_WHAT THIS TASK INVOLVES_
Reproduce the records verbatim, starting with their first line and going on through the line containing "top-left (572, 587), bottom-right (606, 763)", including both ends.

++++ RECORDS PROVIDED

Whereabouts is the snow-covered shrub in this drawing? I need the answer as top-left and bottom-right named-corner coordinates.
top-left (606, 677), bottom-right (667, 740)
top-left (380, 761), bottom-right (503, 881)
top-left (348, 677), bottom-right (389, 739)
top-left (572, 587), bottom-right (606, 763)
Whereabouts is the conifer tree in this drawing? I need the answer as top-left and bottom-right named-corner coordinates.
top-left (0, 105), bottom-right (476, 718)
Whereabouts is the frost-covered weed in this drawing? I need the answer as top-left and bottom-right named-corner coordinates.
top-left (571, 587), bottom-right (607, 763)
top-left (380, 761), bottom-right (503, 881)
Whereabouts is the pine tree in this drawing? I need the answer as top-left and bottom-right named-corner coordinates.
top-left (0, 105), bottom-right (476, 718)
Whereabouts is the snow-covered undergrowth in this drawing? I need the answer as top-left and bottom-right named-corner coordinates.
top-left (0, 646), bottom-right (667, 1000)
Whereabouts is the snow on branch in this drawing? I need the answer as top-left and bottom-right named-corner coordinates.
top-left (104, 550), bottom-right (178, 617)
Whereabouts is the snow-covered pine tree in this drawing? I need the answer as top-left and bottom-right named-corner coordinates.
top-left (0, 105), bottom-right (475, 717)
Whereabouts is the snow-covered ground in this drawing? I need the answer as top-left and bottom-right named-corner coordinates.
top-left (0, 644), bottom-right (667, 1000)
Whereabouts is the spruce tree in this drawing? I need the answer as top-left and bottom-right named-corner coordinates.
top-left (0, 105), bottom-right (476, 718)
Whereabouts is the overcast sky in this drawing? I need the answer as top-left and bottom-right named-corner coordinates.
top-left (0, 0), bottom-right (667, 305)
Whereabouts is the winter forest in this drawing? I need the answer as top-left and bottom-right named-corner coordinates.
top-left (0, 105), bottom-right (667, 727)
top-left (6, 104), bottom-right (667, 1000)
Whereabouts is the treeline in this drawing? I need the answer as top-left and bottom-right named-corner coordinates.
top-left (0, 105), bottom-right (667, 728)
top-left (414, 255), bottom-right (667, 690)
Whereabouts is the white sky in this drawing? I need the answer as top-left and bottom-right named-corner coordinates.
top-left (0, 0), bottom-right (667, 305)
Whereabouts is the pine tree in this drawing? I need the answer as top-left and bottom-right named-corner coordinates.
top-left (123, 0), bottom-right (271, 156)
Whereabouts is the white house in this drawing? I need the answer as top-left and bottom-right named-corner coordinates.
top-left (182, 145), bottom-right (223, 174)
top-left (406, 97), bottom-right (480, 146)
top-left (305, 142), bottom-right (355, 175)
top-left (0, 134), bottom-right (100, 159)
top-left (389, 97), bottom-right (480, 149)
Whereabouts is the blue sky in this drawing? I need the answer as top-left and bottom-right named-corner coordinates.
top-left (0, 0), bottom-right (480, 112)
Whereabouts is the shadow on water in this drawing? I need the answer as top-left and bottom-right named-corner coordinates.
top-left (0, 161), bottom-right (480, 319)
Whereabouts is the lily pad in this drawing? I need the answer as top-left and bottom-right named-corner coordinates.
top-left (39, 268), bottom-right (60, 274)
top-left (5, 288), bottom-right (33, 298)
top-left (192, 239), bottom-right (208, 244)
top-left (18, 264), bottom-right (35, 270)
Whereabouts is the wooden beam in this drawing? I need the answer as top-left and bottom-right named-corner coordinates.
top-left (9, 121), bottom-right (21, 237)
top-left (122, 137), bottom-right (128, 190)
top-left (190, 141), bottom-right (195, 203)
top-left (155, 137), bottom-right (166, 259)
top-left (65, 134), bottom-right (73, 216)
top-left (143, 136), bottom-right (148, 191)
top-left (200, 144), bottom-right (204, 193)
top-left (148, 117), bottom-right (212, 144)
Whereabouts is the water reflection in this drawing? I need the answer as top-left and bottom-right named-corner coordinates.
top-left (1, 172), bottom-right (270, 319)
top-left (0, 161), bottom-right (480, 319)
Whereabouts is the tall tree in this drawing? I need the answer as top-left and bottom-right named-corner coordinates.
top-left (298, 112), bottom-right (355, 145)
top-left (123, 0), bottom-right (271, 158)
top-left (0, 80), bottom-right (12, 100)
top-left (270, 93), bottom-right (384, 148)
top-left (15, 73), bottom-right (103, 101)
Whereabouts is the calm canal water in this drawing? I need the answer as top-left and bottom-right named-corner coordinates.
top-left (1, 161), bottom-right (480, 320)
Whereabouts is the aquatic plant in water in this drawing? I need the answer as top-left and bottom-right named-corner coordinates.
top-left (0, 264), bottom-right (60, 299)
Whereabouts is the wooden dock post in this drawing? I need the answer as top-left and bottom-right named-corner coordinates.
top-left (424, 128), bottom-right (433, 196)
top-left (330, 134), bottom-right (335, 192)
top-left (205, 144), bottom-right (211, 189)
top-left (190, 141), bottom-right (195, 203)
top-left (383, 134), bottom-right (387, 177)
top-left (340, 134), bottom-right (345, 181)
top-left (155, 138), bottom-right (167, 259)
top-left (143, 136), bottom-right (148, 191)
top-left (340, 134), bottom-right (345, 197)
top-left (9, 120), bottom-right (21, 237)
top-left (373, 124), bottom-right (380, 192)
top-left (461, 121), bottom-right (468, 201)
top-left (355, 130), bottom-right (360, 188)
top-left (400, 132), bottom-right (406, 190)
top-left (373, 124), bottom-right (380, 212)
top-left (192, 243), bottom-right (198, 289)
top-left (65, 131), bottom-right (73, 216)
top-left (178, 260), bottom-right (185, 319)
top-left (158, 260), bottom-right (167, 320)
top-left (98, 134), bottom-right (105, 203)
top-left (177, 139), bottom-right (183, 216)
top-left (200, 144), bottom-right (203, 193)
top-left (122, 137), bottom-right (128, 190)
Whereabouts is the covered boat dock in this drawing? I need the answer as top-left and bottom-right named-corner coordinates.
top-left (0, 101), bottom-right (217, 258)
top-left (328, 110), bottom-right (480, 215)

++++++++

_REPLY_
Whereabouts is the snow-covered shrub in this drawing? I need the answer as top-left and bottom-right named-corner coordinates.
top-left (606, 677), bottom-right (667, 740)
top-left (380, 761), bottom-right (503, 881)
top-left (348, 677), bottom-right (389, 739)
top-left (572, 587), bottom-right (606, 763)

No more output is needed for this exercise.